WHAT THIS TASK INVOLVES
Look below for the line holding "Target: blue and white banner" and the line holding "Task: tag the protest". Transcribe exactly those lines and all lines between them, nothing more.

+ + +

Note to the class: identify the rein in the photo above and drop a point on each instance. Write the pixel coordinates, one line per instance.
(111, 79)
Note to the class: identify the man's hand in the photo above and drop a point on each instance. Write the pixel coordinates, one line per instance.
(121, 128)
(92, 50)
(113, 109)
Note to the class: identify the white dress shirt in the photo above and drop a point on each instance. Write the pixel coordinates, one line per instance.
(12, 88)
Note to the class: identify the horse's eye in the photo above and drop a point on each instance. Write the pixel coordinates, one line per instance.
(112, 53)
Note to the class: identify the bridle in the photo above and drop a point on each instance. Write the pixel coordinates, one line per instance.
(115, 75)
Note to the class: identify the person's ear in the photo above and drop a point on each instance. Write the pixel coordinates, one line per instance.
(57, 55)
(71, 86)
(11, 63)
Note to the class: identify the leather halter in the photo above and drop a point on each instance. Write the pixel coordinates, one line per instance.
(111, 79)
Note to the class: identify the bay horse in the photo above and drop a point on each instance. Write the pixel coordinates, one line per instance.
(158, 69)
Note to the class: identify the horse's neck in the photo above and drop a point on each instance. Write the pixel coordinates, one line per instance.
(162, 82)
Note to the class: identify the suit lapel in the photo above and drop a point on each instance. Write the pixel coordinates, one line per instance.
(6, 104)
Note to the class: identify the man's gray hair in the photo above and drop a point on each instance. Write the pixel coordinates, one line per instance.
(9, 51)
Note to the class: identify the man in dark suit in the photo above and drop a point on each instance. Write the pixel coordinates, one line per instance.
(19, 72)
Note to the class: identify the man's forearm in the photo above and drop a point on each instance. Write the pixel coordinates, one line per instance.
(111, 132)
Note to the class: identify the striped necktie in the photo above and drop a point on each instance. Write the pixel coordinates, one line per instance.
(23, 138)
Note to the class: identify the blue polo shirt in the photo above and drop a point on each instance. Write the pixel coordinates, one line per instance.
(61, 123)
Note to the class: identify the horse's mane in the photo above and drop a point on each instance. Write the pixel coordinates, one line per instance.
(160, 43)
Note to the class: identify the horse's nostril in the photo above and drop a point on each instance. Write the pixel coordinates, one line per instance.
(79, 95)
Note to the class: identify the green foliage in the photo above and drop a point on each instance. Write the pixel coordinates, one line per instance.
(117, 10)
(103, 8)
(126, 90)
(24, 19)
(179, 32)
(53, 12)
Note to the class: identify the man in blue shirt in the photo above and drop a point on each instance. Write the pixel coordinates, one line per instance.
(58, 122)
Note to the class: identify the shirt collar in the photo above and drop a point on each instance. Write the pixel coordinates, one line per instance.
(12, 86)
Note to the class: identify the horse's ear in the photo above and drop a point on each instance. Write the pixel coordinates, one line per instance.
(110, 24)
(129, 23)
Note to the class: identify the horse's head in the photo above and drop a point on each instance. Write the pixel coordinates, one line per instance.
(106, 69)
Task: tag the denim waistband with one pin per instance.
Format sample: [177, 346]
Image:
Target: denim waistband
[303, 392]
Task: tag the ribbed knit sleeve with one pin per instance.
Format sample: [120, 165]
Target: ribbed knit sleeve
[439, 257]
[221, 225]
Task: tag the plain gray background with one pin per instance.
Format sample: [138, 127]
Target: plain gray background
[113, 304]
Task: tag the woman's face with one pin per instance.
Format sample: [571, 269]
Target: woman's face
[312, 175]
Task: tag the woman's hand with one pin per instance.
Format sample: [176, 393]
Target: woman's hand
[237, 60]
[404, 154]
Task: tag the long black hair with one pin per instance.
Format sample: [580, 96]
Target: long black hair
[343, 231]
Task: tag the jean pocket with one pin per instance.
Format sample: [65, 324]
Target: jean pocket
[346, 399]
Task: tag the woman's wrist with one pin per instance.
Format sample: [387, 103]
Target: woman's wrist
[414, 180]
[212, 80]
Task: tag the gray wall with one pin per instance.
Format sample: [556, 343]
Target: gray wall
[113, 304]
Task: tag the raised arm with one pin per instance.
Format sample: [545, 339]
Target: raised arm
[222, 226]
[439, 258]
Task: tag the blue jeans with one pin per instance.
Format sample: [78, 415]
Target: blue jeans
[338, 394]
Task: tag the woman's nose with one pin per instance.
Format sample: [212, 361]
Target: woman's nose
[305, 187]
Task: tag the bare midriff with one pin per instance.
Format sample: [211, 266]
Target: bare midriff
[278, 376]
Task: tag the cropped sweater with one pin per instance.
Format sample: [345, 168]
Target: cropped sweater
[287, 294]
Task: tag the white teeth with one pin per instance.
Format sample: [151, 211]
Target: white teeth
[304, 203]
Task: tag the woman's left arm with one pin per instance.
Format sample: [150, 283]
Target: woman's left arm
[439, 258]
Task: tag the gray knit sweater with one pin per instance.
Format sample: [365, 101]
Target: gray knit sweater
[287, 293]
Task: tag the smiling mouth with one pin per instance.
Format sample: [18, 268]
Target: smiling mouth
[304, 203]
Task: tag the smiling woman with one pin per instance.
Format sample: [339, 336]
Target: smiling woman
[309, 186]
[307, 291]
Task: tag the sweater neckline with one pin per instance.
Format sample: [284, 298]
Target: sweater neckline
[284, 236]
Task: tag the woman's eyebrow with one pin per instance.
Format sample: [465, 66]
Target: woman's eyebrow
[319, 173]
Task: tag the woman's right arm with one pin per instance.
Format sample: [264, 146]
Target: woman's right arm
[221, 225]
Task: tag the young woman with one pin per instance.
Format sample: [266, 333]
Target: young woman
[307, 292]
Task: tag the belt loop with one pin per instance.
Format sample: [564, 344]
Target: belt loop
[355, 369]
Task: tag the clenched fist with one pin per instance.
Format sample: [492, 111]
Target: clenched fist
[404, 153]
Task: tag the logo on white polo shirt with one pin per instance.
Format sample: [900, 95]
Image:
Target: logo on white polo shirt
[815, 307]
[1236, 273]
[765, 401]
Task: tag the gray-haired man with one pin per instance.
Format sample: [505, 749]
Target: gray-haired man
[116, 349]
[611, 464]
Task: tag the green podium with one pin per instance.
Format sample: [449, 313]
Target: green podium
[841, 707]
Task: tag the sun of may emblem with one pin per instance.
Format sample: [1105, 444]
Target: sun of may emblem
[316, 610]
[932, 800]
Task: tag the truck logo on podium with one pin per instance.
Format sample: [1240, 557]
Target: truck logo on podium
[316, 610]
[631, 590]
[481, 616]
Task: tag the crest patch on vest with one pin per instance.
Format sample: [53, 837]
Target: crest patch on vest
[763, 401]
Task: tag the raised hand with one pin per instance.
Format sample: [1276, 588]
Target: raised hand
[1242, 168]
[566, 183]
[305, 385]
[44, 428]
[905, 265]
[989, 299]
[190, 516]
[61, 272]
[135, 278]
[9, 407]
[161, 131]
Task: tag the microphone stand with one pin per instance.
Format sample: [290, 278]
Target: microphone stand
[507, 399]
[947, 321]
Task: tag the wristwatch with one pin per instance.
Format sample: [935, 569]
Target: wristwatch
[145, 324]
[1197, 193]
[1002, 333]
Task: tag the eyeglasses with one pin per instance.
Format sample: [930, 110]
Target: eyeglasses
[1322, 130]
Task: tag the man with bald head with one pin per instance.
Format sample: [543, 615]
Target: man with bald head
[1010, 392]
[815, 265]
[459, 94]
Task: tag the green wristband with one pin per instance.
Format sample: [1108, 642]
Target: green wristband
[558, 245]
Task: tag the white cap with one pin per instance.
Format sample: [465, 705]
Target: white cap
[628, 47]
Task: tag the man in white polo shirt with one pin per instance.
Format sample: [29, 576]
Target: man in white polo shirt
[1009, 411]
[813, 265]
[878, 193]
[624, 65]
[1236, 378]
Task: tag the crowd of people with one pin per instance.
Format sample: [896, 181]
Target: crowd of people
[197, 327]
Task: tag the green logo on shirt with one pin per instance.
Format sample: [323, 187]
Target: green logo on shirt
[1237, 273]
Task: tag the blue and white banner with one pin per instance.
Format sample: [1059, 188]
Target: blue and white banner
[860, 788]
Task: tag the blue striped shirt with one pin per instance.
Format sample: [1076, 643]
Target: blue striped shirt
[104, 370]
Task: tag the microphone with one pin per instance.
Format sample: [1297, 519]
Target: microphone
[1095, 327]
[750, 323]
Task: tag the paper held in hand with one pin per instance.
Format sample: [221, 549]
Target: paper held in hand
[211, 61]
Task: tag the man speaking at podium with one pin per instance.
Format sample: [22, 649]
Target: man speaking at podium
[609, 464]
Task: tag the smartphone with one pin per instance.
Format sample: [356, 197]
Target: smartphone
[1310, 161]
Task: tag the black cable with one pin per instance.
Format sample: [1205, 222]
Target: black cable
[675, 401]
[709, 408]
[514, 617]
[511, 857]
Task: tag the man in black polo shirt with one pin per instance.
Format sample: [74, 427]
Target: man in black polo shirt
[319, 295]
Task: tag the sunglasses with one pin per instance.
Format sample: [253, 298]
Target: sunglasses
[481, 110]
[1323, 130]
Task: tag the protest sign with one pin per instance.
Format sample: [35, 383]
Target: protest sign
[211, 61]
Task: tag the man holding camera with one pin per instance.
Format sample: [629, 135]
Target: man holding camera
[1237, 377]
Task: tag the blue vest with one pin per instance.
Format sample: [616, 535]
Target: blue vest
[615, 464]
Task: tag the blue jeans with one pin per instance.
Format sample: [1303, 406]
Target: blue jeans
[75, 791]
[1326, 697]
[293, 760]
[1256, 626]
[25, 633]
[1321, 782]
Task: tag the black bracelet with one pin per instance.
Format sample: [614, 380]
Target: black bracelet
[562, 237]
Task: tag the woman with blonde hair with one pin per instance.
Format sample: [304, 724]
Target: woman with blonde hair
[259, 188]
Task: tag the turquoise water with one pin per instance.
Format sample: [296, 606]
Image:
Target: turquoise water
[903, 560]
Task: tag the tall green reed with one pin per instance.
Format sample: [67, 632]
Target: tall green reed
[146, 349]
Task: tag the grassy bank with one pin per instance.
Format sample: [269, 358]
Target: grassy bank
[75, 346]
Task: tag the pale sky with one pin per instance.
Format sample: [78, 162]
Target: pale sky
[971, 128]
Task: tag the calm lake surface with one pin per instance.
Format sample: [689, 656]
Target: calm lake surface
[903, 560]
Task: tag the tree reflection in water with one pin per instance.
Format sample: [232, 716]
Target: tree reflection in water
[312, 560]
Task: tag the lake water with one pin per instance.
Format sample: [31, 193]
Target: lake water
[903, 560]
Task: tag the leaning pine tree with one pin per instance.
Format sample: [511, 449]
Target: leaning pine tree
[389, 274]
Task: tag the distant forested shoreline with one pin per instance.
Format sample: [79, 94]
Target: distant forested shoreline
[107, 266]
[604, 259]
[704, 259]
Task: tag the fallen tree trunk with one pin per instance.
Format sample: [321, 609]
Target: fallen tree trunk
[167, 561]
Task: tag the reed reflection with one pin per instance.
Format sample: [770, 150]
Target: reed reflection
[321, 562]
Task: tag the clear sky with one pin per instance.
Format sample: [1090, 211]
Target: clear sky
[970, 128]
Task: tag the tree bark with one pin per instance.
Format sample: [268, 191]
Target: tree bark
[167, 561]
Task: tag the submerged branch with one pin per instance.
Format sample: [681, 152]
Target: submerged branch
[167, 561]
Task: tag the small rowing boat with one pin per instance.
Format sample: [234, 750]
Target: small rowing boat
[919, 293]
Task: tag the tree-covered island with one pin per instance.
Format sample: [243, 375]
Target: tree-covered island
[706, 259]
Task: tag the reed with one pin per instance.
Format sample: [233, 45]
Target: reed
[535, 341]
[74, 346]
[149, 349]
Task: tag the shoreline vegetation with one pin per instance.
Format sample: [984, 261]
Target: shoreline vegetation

+ + +

FINISHED TASK
Target: blue and white banner
[860, 788]
Task: tag the blue striped shirt with one pin per instance.
Format sample: [1076, 643]
Target: blue striped shirt
[104, 370]
Task: tag the microphone with one pin per instance.
Format sample: [1297, 519]
Target: microphone
[1095, 327]
[750, 323]
Task: tag the paper held in hand with one pin per instance.
Format sample: [221, 549]
Target: paper held in hand
[211, 61]
Task: tag the man speaking at podium with one pin per instance.
Format sample: [22, 649]
Target: man speaking at podium
[609, 464]
Task: tag the smartphone with one pin per instance.
Format sample: [356, 197]
Target: smartphone
[1310, 161]
Task: tag the black cable with one pin per instance.
Format sample: [1205, 222]
Target: black cable
[675, 401]
[709, 408]
[514, 617]
[511, 857]
Task: tag the man in black polo shirt with one pin per instance.
Format sample: [74, 427]
Target: man in black polo shirt
[319, 295]
Task: tag the sunglasses with one pin per instance.
Format sample: [253, 298]
Target: sunglasses
[481, 110]
[1323, 130]
Task: tag the protest sign with one pin per instance.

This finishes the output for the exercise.